→ Exercise directions: Copy out each line of the data below in which "image" appears.

→ Stored data entries:
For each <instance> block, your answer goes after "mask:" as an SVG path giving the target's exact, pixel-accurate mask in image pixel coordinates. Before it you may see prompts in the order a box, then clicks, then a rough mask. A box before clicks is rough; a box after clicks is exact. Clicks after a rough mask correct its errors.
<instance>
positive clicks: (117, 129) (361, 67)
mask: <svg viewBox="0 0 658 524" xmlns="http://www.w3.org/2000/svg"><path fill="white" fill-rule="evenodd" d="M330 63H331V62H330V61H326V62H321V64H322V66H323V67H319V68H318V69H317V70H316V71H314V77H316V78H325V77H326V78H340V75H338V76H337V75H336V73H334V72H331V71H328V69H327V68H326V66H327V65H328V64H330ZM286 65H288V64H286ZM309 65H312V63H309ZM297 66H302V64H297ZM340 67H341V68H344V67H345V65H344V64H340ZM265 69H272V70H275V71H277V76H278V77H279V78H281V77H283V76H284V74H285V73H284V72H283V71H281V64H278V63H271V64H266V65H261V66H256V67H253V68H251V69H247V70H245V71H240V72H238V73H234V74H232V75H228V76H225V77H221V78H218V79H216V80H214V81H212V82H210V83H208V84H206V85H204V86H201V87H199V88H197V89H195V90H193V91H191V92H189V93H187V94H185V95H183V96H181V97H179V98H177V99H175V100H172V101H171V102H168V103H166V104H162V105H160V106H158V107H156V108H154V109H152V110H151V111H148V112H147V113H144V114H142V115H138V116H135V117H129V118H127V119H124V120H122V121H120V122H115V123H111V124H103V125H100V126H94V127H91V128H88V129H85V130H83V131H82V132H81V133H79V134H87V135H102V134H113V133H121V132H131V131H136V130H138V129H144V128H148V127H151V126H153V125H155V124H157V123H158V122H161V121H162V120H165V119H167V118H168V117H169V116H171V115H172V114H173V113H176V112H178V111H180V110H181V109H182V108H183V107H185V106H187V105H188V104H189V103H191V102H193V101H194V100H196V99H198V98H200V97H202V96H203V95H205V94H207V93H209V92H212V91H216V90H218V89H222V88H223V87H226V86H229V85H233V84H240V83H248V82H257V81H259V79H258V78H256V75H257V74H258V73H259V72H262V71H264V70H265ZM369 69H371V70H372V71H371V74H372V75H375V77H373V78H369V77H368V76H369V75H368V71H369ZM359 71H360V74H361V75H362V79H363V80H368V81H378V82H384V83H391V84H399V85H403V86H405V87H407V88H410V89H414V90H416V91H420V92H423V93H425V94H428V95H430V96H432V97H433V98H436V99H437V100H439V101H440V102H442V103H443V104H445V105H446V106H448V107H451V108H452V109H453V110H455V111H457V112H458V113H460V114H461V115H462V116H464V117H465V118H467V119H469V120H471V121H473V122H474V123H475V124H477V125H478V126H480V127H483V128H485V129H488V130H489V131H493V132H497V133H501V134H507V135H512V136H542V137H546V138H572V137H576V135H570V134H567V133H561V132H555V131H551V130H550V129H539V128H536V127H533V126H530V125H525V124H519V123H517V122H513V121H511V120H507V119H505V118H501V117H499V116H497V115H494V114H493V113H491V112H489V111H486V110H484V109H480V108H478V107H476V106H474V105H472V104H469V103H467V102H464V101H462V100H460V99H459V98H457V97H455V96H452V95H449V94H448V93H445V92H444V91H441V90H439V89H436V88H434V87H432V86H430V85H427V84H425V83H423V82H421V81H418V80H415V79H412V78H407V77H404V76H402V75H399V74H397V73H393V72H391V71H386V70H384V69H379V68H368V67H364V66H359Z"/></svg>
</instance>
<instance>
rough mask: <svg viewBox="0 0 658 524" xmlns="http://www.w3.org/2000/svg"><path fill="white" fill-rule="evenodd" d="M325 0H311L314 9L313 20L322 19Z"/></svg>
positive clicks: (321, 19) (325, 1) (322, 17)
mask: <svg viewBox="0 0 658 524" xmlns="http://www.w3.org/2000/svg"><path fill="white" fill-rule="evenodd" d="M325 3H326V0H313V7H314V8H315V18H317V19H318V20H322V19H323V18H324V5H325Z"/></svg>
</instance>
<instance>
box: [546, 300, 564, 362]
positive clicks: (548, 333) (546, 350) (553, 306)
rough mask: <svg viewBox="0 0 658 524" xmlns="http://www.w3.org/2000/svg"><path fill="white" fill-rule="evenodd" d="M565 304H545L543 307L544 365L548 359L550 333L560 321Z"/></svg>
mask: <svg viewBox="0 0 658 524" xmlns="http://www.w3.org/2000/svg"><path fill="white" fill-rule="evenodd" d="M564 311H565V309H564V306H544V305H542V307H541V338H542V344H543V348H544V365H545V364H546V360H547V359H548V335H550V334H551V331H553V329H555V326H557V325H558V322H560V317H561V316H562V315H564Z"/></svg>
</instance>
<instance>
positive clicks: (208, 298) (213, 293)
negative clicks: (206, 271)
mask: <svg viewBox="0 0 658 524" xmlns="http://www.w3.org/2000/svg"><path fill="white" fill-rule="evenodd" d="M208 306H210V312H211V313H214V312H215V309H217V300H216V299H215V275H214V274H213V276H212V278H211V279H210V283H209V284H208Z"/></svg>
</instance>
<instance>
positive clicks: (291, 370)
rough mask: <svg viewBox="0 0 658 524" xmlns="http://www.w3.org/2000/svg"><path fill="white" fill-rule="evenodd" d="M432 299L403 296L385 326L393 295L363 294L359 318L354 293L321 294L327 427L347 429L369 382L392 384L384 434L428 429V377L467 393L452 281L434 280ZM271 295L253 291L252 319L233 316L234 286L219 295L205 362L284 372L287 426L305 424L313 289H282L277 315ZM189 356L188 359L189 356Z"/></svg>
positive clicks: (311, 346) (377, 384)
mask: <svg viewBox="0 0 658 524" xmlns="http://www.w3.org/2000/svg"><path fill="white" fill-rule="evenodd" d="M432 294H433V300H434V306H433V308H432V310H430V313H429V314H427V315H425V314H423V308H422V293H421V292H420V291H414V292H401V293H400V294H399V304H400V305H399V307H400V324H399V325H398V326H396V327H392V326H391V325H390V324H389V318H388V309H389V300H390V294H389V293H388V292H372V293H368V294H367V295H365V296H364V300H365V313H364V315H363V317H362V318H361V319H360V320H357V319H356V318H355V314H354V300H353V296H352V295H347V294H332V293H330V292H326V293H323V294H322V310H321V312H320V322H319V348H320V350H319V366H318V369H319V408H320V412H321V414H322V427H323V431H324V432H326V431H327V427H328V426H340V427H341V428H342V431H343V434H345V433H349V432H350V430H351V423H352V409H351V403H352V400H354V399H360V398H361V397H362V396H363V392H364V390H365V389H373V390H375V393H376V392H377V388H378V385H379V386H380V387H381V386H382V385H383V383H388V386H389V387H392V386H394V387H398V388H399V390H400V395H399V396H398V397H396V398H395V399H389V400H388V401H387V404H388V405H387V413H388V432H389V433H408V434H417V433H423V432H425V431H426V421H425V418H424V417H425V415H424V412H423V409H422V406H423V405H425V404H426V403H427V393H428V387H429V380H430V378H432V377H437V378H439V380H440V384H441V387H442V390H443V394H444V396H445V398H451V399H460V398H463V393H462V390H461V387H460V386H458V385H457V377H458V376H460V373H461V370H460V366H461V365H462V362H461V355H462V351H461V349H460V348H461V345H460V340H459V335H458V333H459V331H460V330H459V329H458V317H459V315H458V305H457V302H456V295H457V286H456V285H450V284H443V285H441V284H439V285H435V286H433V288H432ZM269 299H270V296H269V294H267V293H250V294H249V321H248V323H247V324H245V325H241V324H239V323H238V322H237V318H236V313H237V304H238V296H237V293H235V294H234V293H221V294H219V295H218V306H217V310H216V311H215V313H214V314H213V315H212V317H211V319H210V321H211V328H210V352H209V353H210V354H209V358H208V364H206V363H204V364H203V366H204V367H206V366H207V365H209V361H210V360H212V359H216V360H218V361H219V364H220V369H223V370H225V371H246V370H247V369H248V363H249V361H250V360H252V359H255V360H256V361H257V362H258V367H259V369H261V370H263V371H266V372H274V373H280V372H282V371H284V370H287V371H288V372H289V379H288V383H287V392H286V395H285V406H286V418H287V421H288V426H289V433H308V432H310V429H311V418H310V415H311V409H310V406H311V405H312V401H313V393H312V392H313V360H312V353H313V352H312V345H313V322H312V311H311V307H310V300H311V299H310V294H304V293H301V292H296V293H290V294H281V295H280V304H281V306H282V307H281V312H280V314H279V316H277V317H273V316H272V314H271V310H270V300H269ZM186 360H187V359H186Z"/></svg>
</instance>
--
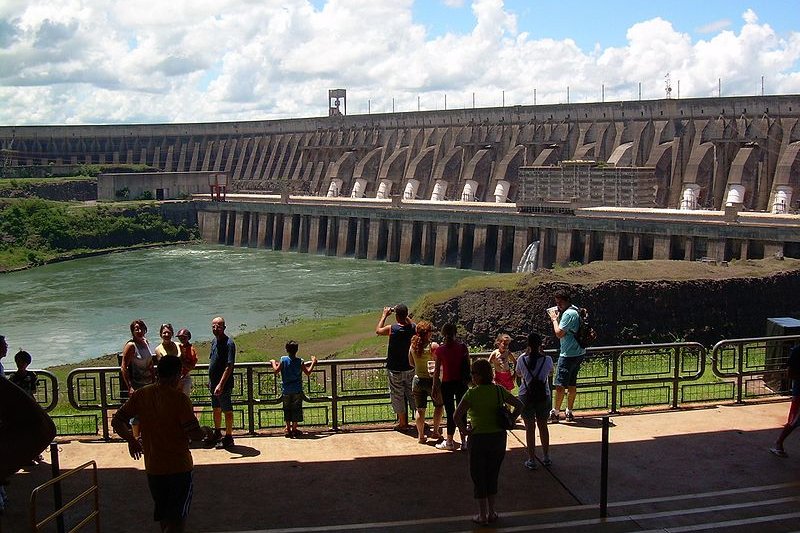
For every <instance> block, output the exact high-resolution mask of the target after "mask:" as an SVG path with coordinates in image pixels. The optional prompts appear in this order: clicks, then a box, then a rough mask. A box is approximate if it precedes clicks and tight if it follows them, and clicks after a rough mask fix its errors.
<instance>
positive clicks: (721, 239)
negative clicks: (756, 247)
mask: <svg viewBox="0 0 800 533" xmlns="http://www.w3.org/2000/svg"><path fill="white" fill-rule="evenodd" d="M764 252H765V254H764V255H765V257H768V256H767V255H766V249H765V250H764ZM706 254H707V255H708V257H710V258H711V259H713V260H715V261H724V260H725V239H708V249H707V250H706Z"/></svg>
---
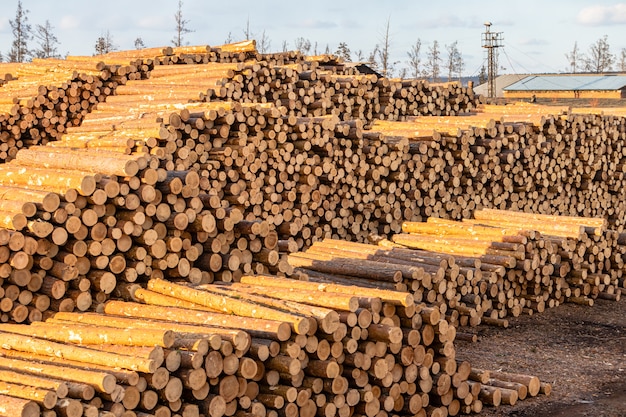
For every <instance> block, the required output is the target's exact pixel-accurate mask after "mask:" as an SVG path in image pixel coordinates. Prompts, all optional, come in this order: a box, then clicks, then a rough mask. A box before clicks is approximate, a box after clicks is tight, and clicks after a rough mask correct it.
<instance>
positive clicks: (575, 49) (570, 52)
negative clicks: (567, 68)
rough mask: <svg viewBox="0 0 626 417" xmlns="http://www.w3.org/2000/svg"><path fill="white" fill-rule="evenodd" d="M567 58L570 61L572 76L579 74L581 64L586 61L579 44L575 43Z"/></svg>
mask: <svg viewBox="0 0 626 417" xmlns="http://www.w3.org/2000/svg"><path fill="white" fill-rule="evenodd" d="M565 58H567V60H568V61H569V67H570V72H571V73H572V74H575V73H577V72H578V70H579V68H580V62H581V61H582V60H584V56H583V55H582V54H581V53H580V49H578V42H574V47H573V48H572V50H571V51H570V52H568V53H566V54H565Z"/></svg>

→ Result for this task:
For each <instance> block, your answer goes after "mask:" as an SVG path giving the target's exact, pixel-accurate mask in image pixel coordinates. Before it you may see prompts in the order a box, then clicks, then a rough mask. A box before clicks is rough; a box after clicks is exact. Clicks after a rough mask correct its errors.
For every <instance> block, output the exact high-resolution mask of the target after "mask:" as an SVG path with coordinates in image pixels. The optional prompts appear in this order: clicks, then a box, then a rough mask. A box is approximate if it precedes clicks and tight if it follows them, and clicks after a rough mask fix its errors.
For every <instance> block, the required output is the target's exact pixel-accurate mask after "mask:" as an SVG path in image pixel coordinates. Prompts, all optional, come in this order: a box, then clicks, then a rough mask. A box before clicks is approximate, a box after clicks is tight, and clicks after a rough mask correct it.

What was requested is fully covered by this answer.